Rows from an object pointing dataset
start
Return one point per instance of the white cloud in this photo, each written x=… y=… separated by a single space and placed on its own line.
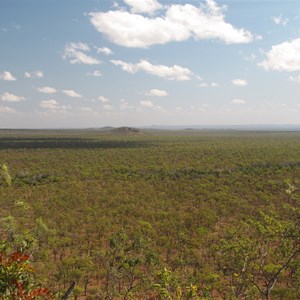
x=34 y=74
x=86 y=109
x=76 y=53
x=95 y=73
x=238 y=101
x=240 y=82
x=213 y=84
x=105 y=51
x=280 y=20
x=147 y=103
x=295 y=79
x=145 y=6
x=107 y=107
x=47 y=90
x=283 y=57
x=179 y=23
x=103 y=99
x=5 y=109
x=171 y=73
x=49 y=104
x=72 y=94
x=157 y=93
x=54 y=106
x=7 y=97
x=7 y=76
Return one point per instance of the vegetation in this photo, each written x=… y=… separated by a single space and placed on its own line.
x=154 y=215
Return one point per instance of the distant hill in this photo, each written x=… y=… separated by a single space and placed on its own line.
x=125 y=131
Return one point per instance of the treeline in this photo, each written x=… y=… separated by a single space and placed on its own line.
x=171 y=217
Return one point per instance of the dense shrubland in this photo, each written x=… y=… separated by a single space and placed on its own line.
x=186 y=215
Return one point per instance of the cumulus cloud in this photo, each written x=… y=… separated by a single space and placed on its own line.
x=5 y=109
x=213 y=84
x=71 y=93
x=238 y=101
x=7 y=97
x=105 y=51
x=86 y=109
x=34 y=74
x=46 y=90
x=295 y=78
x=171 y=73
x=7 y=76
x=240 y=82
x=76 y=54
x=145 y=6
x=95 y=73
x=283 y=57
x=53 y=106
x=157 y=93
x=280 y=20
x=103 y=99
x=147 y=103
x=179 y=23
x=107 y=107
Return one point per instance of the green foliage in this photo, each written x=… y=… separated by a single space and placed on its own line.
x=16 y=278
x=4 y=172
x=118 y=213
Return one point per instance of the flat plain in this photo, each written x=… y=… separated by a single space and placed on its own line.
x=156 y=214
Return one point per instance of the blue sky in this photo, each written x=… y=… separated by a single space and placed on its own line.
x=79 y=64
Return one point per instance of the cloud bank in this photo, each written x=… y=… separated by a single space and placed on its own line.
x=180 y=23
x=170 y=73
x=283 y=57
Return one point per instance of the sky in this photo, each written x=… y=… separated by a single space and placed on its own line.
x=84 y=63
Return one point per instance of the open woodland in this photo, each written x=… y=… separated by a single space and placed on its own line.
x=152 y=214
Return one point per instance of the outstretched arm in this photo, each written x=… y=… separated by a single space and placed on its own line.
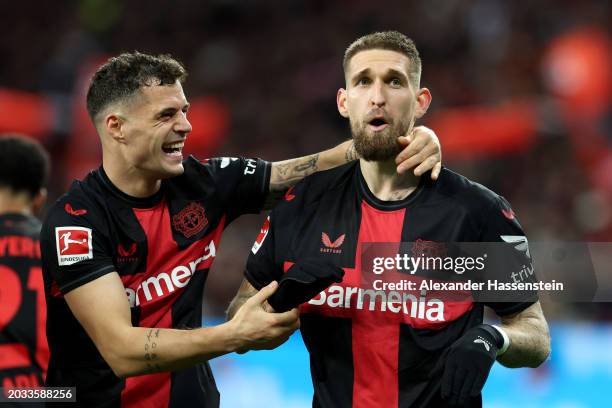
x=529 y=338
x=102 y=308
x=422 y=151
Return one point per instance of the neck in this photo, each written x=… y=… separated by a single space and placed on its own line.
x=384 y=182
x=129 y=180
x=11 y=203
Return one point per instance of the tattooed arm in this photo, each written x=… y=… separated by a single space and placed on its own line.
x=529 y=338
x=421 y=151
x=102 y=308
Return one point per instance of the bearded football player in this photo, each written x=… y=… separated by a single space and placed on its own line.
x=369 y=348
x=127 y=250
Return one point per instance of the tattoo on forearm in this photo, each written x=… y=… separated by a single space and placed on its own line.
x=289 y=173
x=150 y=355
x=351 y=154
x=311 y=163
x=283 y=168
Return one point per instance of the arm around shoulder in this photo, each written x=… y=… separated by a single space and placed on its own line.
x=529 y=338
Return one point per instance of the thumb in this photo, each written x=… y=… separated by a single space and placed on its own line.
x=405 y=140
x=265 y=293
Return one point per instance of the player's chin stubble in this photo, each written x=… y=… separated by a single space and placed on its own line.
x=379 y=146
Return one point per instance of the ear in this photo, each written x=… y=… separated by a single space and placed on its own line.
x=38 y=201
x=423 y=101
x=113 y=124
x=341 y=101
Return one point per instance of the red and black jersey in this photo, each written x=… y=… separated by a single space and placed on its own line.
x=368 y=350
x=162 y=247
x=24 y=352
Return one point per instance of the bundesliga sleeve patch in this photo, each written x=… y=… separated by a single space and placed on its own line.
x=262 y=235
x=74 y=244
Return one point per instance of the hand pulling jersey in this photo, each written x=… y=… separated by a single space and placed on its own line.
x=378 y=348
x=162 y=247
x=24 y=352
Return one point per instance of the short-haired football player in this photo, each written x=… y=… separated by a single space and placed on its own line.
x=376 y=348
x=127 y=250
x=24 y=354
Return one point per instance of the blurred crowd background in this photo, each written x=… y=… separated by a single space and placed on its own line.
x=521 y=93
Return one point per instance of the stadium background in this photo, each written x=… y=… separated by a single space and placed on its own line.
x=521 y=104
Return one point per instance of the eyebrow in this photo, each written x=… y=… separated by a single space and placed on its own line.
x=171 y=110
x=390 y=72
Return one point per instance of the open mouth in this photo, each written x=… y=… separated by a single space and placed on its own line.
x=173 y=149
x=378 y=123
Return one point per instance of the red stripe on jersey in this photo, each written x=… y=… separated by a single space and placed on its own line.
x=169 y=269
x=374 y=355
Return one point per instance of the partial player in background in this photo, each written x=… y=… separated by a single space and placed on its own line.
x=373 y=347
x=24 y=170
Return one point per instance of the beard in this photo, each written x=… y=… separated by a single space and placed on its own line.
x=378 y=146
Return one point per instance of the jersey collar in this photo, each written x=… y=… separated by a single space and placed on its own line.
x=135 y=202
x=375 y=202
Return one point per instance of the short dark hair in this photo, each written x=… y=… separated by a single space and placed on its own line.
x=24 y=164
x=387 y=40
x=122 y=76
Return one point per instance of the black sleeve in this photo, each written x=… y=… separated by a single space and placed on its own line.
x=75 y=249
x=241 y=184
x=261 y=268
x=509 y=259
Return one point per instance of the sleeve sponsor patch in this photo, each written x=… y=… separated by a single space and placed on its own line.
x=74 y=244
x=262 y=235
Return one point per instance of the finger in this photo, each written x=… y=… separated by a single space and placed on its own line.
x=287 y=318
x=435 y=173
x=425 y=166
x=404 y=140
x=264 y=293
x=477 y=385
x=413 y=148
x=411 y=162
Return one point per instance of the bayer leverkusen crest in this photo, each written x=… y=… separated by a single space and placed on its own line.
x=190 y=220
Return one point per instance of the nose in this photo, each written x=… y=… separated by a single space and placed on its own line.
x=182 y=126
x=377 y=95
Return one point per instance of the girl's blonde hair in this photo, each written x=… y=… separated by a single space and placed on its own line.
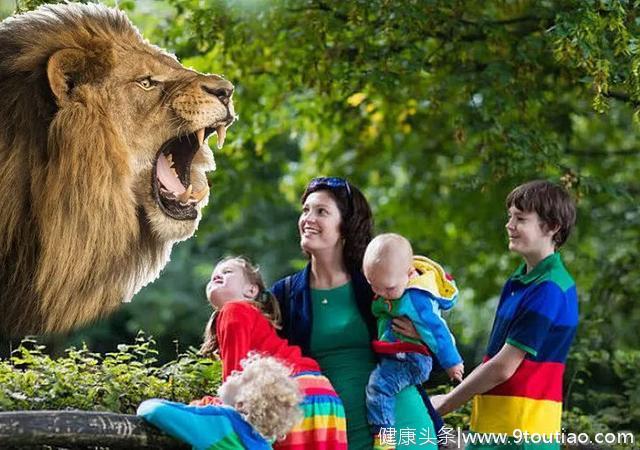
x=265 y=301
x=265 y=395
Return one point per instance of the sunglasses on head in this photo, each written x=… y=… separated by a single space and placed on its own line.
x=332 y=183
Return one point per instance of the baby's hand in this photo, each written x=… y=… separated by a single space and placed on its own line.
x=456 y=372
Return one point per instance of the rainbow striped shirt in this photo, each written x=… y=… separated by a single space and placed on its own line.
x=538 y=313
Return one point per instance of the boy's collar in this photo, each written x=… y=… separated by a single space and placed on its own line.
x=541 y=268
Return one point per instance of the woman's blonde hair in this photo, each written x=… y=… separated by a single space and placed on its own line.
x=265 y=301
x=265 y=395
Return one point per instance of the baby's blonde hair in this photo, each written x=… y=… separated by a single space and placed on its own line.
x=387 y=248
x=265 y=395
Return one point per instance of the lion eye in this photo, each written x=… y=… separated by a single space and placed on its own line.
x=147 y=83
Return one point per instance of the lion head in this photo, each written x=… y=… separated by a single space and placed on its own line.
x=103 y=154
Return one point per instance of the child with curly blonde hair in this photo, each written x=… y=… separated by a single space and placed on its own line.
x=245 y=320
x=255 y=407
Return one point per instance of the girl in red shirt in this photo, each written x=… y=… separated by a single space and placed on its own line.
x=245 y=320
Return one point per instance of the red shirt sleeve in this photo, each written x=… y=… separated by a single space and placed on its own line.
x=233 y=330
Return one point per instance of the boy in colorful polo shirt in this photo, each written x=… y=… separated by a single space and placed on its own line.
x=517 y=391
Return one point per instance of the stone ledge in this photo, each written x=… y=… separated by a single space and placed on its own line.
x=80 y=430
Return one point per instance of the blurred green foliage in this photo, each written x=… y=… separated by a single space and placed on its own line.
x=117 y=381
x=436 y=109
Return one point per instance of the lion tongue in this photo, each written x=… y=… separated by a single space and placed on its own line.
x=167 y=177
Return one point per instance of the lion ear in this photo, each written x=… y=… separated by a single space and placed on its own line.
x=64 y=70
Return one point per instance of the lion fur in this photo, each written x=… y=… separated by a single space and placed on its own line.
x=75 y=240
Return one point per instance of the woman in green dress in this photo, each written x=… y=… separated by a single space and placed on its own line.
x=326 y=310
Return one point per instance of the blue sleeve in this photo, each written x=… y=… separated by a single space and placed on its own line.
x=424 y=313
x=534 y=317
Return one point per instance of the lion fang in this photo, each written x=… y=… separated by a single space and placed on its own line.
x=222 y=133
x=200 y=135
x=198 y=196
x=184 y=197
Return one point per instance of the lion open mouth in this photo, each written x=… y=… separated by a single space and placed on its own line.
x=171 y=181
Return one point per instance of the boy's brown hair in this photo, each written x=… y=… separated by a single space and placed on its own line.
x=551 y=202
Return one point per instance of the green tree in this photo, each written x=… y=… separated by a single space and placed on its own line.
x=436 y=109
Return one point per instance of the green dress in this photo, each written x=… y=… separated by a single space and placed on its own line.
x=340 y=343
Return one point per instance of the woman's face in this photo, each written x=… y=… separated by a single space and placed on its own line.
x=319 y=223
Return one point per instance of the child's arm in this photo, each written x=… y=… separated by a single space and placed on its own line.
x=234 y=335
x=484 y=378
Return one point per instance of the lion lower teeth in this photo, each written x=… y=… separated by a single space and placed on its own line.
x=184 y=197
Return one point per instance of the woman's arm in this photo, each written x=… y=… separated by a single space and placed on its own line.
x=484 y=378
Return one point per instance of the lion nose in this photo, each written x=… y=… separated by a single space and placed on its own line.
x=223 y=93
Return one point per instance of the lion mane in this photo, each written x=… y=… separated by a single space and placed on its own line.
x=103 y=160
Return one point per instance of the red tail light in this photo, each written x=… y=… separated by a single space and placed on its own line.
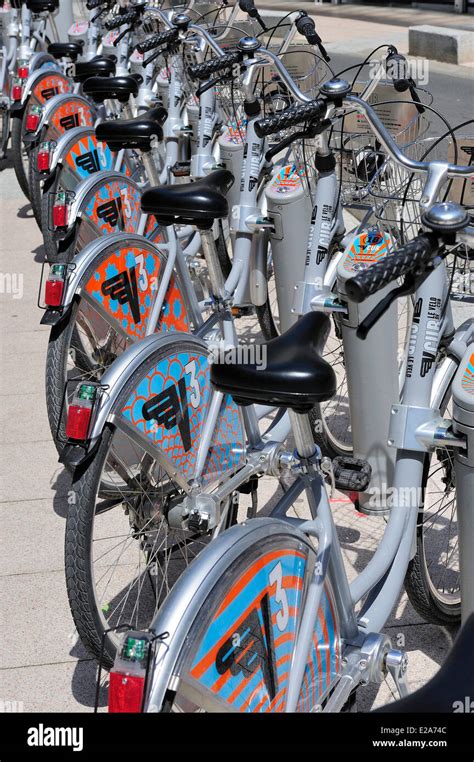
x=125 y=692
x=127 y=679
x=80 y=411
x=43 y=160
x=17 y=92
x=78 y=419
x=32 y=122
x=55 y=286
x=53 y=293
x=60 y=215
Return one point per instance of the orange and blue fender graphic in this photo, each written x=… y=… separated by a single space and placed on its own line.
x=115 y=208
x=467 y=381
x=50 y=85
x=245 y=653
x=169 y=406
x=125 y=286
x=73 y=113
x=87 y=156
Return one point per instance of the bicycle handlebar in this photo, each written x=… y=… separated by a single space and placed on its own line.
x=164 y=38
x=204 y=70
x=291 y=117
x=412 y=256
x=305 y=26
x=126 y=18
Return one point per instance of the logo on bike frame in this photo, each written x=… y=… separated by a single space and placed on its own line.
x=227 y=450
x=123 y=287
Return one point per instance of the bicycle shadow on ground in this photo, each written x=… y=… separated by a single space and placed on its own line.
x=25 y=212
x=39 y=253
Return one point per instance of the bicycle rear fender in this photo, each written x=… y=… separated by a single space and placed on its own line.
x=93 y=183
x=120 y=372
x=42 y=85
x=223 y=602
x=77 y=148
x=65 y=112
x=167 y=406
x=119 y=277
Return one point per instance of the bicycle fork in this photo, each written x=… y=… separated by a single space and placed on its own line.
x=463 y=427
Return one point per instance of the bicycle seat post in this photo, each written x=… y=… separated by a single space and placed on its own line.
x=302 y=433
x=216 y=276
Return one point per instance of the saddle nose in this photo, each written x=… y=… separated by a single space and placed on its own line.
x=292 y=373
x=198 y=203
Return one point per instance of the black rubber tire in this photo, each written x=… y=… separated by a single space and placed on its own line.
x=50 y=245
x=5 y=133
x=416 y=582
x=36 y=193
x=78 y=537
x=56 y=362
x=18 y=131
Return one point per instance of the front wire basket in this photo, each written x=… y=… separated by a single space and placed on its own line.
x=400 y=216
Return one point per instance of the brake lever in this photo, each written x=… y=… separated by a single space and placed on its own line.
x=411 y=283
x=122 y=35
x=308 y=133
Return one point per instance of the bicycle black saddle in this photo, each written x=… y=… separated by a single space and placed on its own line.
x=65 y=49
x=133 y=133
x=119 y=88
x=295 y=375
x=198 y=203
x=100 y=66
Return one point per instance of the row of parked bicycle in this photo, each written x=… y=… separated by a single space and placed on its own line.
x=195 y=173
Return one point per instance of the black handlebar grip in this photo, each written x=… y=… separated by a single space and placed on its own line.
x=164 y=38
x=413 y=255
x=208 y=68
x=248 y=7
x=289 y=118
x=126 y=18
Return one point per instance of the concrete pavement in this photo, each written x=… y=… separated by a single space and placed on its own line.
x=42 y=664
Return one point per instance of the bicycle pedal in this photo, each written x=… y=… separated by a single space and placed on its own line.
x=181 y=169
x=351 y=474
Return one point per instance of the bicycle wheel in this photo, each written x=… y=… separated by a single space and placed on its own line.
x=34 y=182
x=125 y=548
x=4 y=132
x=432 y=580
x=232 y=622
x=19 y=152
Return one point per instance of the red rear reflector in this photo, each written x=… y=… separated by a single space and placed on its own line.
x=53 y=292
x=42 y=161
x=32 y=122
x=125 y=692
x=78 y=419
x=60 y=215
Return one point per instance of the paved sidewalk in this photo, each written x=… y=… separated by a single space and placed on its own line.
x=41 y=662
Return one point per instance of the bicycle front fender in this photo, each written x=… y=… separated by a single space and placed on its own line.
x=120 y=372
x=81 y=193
end
• [What the task asks] Copy out, unchanged, the stretch of the material above from the line containing "Return one point per instance of the paved" through the end of the material.

• [Final result]
Return one point per instance of the paved sidewalk in this photo, each written x=… y=… separated by a single space and placed on its own line.
x=41 y=662
Return one point per instance of the bicycle front fender in this photo, each written x=… y=… separated by a single space and placed on its own line.
x=120 y=372
x=81 y=193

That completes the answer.